>>

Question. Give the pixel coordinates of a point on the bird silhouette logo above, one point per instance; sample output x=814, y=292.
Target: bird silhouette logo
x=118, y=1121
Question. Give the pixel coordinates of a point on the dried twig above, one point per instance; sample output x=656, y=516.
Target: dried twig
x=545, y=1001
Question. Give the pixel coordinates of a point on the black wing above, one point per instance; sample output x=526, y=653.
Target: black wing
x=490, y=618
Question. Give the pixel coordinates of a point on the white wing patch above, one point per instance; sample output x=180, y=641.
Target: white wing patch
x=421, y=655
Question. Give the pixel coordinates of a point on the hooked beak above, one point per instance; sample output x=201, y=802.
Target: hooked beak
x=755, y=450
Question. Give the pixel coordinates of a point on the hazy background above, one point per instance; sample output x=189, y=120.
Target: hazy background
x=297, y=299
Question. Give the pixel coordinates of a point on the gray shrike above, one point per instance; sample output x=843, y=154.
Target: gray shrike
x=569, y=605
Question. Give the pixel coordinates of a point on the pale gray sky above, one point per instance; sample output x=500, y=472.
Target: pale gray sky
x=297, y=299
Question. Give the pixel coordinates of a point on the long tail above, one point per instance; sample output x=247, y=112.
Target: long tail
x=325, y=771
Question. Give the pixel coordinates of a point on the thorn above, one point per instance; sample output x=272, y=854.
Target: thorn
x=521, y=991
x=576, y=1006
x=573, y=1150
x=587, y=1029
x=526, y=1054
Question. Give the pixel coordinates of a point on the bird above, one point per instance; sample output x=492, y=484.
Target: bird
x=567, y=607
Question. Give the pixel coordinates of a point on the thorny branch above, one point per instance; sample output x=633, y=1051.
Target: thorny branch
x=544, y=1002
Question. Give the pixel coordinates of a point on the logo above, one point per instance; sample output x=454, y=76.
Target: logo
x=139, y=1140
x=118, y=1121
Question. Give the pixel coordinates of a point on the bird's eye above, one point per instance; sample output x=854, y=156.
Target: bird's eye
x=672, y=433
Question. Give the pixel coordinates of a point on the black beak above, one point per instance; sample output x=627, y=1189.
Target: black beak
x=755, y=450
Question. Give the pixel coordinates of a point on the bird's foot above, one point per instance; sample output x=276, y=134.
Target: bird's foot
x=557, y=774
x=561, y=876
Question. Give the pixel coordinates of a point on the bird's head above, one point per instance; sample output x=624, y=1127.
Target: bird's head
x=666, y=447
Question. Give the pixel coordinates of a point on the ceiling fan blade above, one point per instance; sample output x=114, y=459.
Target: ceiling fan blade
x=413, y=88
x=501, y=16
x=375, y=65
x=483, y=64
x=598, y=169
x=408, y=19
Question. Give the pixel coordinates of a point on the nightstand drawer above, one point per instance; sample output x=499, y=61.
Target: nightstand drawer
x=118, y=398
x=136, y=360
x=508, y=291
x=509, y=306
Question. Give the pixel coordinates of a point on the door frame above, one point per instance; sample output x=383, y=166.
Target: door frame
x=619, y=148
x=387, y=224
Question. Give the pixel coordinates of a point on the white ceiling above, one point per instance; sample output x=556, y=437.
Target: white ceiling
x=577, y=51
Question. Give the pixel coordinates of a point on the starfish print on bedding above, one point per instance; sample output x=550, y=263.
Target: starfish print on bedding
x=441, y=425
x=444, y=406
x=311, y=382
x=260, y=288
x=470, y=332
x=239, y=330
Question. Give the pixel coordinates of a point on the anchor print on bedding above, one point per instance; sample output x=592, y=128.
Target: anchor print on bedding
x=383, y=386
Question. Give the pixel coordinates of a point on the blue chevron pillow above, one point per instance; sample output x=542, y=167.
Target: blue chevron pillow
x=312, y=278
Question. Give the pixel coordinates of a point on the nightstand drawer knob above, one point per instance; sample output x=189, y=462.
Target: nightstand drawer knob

<<
>>

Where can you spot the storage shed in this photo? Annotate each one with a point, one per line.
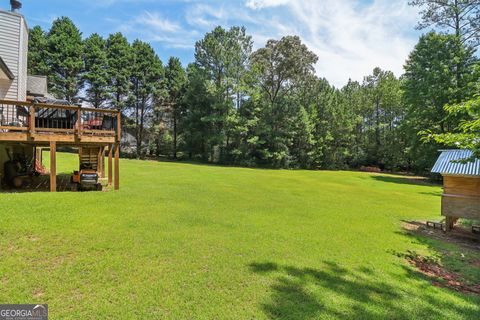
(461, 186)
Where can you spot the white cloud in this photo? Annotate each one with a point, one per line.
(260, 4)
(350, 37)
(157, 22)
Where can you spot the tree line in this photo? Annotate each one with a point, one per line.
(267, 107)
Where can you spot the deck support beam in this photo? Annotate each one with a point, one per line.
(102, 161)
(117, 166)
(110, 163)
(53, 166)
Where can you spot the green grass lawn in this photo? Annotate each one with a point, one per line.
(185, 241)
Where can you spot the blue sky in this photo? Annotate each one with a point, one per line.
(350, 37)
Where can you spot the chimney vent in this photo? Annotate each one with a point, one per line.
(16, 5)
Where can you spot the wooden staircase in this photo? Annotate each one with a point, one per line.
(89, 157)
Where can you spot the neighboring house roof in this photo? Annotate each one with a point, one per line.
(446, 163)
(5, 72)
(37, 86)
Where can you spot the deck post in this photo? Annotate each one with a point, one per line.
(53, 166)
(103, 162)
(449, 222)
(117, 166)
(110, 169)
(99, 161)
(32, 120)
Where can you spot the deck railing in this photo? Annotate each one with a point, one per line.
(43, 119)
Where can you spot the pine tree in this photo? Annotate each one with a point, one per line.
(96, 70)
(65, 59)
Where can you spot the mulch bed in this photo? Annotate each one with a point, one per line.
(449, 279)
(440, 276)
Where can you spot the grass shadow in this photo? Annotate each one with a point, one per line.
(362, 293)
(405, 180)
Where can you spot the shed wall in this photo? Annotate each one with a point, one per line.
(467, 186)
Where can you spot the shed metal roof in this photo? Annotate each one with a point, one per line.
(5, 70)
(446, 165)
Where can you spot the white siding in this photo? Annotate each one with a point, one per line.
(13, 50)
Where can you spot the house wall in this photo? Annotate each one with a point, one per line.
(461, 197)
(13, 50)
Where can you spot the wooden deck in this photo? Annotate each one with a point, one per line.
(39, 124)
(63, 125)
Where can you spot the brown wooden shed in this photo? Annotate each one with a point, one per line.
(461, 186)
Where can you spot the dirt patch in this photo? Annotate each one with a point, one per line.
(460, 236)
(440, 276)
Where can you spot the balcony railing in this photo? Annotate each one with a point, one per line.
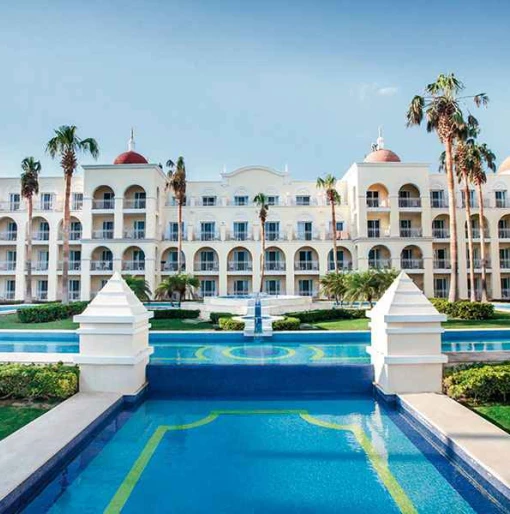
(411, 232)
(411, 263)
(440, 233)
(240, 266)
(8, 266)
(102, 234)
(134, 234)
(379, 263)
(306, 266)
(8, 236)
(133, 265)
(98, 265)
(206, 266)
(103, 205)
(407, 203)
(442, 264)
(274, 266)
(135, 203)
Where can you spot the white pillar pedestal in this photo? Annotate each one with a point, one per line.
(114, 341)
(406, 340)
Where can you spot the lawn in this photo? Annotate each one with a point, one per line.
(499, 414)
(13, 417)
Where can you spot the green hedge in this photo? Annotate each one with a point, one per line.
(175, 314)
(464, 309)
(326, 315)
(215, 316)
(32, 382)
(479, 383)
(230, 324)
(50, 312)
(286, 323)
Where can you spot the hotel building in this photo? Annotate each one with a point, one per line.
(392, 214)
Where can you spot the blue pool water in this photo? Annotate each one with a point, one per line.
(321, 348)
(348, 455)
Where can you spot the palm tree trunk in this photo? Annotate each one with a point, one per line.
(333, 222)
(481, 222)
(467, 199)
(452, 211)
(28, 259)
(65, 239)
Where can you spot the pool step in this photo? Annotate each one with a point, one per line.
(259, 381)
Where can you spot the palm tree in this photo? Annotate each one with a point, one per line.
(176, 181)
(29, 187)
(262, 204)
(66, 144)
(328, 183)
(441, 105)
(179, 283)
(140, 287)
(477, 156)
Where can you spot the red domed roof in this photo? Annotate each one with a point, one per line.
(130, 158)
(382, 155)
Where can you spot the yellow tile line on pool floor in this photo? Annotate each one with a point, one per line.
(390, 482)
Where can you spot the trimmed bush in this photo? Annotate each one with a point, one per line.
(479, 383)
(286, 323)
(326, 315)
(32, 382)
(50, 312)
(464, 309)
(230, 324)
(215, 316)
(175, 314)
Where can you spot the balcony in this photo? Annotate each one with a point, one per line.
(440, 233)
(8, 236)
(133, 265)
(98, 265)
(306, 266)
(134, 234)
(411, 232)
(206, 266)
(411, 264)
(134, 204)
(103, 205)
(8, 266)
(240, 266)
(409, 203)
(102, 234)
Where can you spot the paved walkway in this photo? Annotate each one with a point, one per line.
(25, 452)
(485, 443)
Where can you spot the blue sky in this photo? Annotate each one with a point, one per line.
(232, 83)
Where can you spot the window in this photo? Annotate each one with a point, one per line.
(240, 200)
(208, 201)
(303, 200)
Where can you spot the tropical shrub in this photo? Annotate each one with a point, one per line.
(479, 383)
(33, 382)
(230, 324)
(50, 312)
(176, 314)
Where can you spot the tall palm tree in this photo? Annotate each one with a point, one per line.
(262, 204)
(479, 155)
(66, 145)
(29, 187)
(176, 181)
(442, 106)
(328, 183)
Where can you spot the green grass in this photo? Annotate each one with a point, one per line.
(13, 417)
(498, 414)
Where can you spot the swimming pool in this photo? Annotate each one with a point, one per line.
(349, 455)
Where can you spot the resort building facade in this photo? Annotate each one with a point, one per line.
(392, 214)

<<

Exercise aim -> List every line of the material above that contains the string "long". Matches must agree in case.

Written solution ->
Question. Give the pixel coordinates of a point on the long tail above, one point per instance; sample output x=247, y=112.
Target: long tail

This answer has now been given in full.